** Objective **
Pick up the forum thread about satellite TV HD channels and picture quality right after its last post, and keep writing in the same voice.

** Text **
______________________________
Definitely agree here. OTA is still top dog in terms of PQ. But when I have done a A/B toggle on my 722 the difference between that and my Dish HD locals in my configuration gap has definitely closed over the last year.


----------



## qsoundrich (Nov 7, 2007)

Seems DTV added 5 more channels today, but none of them have any HD content yet, and what HD content they DO have will end up on MHD (for VH1 and MTV.) 

Biography is a different story, as it will go HD at the end of the month.


----------



## msmith198025 (Jun 28, 2007)

qsoundrich said:


> Seems DTV added 5 more channels today, but none of them have any HD content yet, and what HD content they DO have will end up on MHD (for VH1 and MTV.)
> 
> Biography is a different story, as it will go HD at the end of the month.


what makes you think that? Videos, sure. But the original series wont.


----------



## Ron Barry (Dec 10, 2002)

> In some areas its true they are sending out more HR-21's however there is also plans(ive heard) to release an external tuner that hooks up through the USB port.(dont ask me why, it makes no sense to me either)


This to me does not make any sense at all. You have OTA in a box already, you have software already for it, and you opt to put it external. Hmm makes me wonder how the integration would be and why do that to save a minimal per box cost. hmmmm I would really be suprised to see such a device appear but who knows maybe one will.

_Mod: note.. Appears in replying I made a oops and this post appeared as a response from msmith when in was my response._


----------



## msmith198025 (Jun 28, 2007)

Ron Barry said:


> This to me does not make any sense at all. You have OTA in a box already, you have software already for it, and you opt to put it external. Hmm makes me wonder how the integration would be and why do that to save a minimal per box cost. hmmmm I would really be suprised to see such a device appear but who knows maybe one will.
> 
> _Mod: note.. Appears in replying I made a oops and this post appeared as a response from msmith when in was my response._


silence the D* guy huh ron? no problem

edit: Im not sure how close this is to being released and even if it actually will, its just what ive heard. Doesnt make much sense to me either


----------



## drmckenzie (Aug 28, 2007)

msmith198025 said:


> when did you switch?


A couple of months ago....


----------



## msmith198025 (Jun 28, 2007)

drmckenzie said:


> A couple of months ago....


so it was before all of the new HD channels were launched? or before they were broadcasting HD on many of them anyway. I thought the argument looked like it was based on Pre-Mpeg4 HD. Its alot different and better now. They have TONS of bandwidth. 
Edit: i see that you also had SD only with D* my apologies. However even that has seemed to improve(to me anyway) since the new launch, not sure why.
______________________________
(Items listed in a dataset)
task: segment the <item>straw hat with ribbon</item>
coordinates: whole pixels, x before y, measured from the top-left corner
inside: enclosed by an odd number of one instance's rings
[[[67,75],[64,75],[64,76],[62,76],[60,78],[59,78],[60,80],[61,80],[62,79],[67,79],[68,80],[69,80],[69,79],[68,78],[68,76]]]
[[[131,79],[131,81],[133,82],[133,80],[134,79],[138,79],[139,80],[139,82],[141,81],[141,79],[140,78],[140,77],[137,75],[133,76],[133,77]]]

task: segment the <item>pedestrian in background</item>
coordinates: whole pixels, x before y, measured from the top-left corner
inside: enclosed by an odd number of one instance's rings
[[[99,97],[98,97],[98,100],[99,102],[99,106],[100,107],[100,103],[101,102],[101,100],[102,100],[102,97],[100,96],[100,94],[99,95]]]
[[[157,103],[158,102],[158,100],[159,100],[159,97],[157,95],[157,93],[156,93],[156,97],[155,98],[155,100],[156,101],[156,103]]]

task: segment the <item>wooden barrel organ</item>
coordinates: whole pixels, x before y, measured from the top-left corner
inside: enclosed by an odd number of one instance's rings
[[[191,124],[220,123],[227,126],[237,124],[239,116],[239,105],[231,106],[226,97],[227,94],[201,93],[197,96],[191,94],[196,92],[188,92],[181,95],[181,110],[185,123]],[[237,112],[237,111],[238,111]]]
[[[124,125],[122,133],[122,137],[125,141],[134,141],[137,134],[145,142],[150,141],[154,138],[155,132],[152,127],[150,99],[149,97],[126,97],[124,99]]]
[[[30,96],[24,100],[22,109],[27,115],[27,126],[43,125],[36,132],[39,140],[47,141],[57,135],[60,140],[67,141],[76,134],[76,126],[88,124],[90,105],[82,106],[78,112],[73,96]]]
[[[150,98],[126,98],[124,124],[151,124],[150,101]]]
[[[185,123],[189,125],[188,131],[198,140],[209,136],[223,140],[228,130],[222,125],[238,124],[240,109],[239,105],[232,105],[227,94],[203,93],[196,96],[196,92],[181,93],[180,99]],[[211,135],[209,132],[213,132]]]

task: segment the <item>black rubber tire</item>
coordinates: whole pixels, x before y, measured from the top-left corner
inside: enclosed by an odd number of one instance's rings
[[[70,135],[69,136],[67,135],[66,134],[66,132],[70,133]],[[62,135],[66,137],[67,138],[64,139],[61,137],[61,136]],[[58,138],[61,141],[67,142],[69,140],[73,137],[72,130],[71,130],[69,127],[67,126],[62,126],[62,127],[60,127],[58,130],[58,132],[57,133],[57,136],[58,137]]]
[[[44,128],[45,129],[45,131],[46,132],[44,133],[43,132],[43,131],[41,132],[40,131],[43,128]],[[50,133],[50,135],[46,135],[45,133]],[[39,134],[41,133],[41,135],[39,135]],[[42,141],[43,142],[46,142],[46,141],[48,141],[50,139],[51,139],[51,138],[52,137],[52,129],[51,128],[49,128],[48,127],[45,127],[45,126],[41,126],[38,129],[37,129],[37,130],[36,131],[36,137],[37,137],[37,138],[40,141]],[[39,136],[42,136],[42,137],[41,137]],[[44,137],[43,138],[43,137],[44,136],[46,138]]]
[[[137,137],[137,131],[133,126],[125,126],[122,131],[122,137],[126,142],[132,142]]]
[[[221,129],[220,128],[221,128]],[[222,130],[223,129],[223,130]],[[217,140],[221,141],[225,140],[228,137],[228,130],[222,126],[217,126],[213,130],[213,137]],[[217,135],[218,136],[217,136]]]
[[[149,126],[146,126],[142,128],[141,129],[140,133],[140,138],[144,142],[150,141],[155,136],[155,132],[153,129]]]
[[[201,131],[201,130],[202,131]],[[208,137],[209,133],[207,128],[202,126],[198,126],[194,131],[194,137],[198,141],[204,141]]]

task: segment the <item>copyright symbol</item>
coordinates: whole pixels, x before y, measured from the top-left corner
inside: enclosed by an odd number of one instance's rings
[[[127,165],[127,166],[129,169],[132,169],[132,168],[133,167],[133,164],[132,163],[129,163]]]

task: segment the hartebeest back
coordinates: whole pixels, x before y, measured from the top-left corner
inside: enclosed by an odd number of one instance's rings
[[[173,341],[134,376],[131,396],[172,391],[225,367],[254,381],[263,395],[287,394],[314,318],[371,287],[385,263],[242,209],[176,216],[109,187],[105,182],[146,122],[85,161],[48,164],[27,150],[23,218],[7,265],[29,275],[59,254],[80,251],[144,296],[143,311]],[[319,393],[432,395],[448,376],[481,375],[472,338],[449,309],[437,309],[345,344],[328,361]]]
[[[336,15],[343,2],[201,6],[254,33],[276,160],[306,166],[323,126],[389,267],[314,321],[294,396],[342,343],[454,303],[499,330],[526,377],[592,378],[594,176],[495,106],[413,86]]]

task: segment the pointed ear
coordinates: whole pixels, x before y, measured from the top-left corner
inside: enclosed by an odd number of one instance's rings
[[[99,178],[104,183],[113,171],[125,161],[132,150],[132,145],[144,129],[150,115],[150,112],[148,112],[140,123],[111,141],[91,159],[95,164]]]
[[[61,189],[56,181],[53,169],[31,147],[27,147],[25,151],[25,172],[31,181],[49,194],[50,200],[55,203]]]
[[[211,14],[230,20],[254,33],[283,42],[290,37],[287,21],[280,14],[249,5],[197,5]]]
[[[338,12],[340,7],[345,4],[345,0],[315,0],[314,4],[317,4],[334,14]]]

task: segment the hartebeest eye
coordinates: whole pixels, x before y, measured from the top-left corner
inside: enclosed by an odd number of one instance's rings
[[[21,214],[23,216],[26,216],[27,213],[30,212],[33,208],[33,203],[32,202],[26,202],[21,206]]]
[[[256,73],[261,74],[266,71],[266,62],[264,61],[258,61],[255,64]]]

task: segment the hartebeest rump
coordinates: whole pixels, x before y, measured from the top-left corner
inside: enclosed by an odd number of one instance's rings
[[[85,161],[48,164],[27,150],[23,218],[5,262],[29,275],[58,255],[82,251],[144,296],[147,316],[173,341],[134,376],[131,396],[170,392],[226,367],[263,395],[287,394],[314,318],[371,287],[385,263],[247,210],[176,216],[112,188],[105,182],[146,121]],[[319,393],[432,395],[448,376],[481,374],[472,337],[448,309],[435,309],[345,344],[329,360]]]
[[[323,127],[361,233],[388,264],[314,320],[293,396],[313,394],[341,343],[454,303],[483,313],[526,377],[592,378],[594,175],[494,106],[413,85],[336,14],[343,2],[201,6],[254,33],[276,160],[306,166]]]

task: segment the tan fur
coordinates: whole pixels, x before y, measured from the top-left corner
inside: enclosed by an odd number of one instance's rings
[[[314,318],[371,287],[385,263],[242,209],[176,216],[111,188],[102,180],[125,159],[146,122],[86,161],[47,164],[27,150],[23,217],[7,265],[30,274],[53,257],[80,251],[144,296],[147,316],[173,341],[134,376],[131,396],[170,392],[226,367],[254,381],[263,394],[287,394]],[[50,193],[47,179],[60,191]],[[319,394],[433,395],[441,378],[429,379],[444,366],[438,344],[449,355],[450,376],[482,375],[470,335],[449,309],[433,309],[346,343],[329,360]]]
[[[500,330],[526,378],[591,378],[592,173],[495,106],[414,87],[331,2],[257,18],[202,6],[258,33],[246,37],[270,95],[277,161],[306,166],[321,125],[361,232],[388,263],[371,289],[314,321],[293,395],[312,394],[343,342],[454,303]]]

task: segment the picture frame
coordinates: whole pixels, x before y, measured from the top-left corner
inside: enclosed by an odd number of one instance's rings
______________________________
** Result for this exercise **
----------



## klegg (Oct 31, 2006)

msmith198025 said:


> so it was before all of the new HD channels were launched? or before they were broadcasting HD on many of them anyway. I thought the argument looked like it was based on Pre-Mpeg4 HD. Its alot different and better now. They have TONS of bandwidth.
> Edit: i see that you also had SD only with D* my apologies. However even that has seemed to improve(to me anyway) since the new launch, not sure why.


Here's a question. What incentive do networks have to begin broadcasting in HD? Because one provider can show it? I'd say MOST will be upconverts until more providers offer these networks in HD.


----------



## msmith198025 (Jun 28, 2007)

klegg said:


> Here's a question. What incentive do networks have to begin broadcasting in HD? Because one provider can show it? I'd say MOST will be upconverts until more providers offer these networks in HD.


and I would say that MOST arent(at least the ones launched on D* so far)

The incentive is because its the way the market is moving, its cutting edge and they wouldnt want to be left behind.


----------



## texaswolf (Oct 18, 2007)

msmith198025 said:


> and I would say that MOST arent(at least the ones launched on D* so far)
> 
> The incentive is because its the way the market is moving, its cutting edge and they wouldnt want to be left behind.


yep, and once one provider gets them, the others will be scrambling to play catch up. Supply must meet the demand.


----------



## msmith198025 (Jun 28, 2007)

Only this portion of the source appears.